* Begin Data shown *
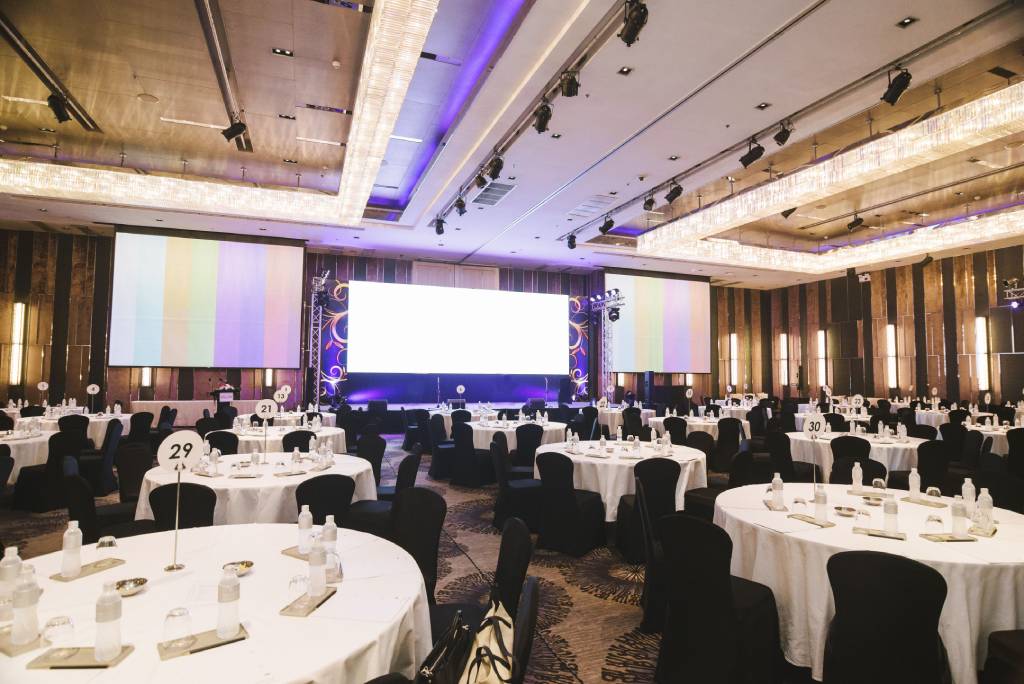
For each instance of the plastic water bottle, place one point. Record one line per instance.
(10, 566)
(108, 624)
(305, 529)
(969, 494)
(71, 561)
(227, 604)
(914, 482)
(776, 490)
(26, 604)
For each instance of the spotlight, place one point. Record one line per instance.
(570, 84)
(59, 107)
(542, 117)
(636, 17)
(896, 86)
(233, 131)
(754, 153)
(783, 134)
(674, 193)
(495, 168)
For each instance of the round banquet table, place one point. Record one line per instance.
(613, 417)
(252, 438)
(483, 433)
(377, 623)
(293, 418)
(474, 416)
(985, 580)
(891, 453)
(269, 498)
(610, 473)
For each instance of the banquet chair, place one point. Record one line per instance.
(527, 439)
(675, 427)
(327, 495)
(571, 520)
(513, 560)
(520, 498)
(442, 450)
(660, 477)
(718, 628)
(133, 461)
(417, 520)
(198, 502)
(97, 465)
(297, 439)
(227, 442)
(469, 468)
(904, 645)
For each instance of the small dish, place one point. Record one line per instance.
(130, 587)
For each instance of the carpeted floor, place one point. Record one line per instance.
(589, 606)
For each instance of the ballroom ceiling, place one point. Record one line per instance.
(686, 105)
* End Data shown *
(Exercise details)
Can you copy word for word the lines from the one containing "For each instance of the spotlight, place" through the final line above, including both of those lines?

(Complete response)
For each instance of the spotlight, place one point. Record one line per instance.
(570, 84)
(59, 107)
(542, 117)
(636, 17)
(896, 86)
(233, 131)
(754, 153)
(783, 134)
(674, 193)
(495, 168)
For each instance of the round banquet table, place one point. Record one line per instance.
(613, 417)
(252, 438)
(483, 433)
(377, 623)
(293, 418)
(474, 416)
(985, 580)
(891, 453)
(269, 498)
(610, 473)
For each instance of the banquet chair, place one point. Record one line per instance.
(527, 439)
(675, 427)
(327, 495)
(571, 520)
(513, 560)
(520, 498)
(442, 450)
(660, 477)
(718, 628)
(133, 461)
(417, 520)
(198, 502)
(97, 465)
(297, 439)
(227, 442)
(469, 468)
(904, 645)
For each instance of the small dish, place one point. Record one line per instance.
(130, 587)
For each instance of the carpeted floor, place one point. Record one line per instance.
(589, 606)
For each instance of the ballroom ceiling, place one point. Record one line per instance.
(686, 105)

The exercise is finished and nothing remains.